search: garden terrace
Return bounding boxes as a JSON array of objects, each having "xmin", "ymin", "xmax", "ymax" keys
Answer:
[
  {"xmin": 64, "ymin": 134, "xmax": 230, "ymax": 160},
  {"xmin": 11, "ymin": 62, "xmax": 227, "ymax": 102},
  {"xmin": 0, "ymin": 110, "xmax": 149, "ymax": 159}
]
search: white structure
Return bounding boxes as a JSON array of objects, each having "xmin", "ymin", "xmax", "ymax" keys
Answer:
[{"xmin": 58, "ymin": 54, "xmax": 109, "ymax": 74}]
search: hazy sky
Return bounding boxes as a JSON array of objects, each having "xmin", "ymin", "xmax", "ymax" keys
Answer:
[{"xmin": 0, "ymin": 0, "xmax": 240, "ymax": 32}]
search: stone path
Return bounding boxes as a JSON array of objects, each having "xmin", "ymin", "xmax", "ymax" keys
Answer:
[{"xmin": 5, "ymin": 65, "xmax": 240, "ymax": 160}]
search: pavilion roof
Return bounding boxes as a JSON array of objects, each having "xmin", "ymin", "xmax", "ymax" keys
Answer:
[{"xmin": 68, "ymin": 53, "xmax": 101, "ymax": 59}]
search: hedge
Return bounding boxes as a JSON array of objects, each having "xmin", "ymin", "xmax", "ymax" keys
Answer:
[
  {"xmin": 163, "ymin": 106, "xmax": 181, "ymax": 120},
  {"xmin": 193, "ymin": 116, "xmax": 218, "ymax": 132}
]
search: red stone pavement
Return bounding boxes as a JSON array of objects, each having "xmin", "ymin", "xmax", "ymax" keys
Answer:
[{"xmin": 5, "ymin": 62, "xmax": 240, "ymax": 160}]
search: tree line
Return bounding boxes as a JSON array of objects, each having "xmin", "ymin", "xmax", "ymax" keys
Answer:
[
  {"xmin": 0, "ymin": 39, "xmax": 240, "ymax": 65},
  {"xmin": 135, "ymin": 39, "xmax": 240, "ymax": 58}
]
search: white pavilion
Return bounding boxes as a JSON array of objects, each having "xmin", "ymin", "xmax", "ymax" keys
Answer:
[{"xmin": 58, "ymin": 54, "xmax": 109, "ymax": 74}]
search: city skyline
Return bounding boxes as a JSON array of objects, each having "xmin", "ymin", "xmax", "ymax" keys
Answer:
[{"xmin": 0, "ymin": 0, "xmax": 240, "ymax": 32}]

--------

Retype all of the rows above without any change.

search: garden terrace
Return bounding boxes as a JSON array of objects, each having "xmin", "ymin", "xmax", "ymax" keys
Answer:
[
  {"xmin": 64, "ymin": 134, "xmax": 230, "ymax": 160},
  {"xmin": 11, "ymin": 62, "xmax": 227, "ymax": 102},
  {"xmin": 0, "ymin": 110, "xmax": 149, "ymax": 159}
]
search: white structure
Return bounding boxes as a JSON array of objects, each having "xmin", "ymin", "xmax", "ymax" keys
Answer:
[{"xmin": 58, "ymin": 54, "xmax": 109, "ymax": 74}]
search: hazy sky
Return bounding boxes as a JSON array of objects, each having "xmin", "ymin", "xmax", "ymax" keys
Answer:
[{"xmin": 0, "ymin": 0, "xmax": 240, "ymax": 32}]
search: stone path
Return bounding boxes as a JSON array of objects, each having "xmin", "ymin", "xmax", "ymax" keys
Answer:
[{"xmin": 5, "ymin": 65, "xmax": 240, "ymax": 160}]
search: pavilion roof
Return bounding boxes as a JSON array of objects, each having "xmin", "ymin", "xmax", "ymax" keys
Answer:
[{"xmin": 68, "ymin": 53, "xmax": 101, "ymax": 59}]
search: hedge
Return bounding boxes as a JSON array of objects, each having "xmin", "ymin", "xmax", "ymax" keys
Answer:
[
  {"xmin": 163, "ymin": 106, "xmax": 181, "ymax": 120},
  {"xmin": 193, "ymin": 116, "xmax": 218, "ymax": 132}
]
search: red stone pavement
Return bounding boxes as a JSON array of objects, each having "xmin", "ymin", "xmax", "ymax" keys
Answer:
[{"xmin": 5, "ymin": 62, "xmax": 240, "ymax": 160}]
search: tree line
Return bounding boxes as a JSON array of objects, each having "xmin", "ymin", "xmax", "ymax" keys
Answer:
[
  {"xmin": 0, "ymin": 39, "xmax": 240, "ymax": 65},
  {"xmin": 135, "ymin": 39, "xmax": 240, "ymax": 58}
]
search: white pavilion
Return bounding boxes as a JSON array of objects, each having "xmin", "ymin", "xmax", "ymax" keys
Answer:
[{"xmin": 58, "ymin": 54, "xmax": 109, "ymax": 74}]
search: city skyline
Return bounding boxes as a JSON array of objects, each having "xmin", "ymin", "xmax", "ymax" keys
Answer:
[{"xmin": 0, "ymin": 0, "xmax": 240, "ymax": 32}]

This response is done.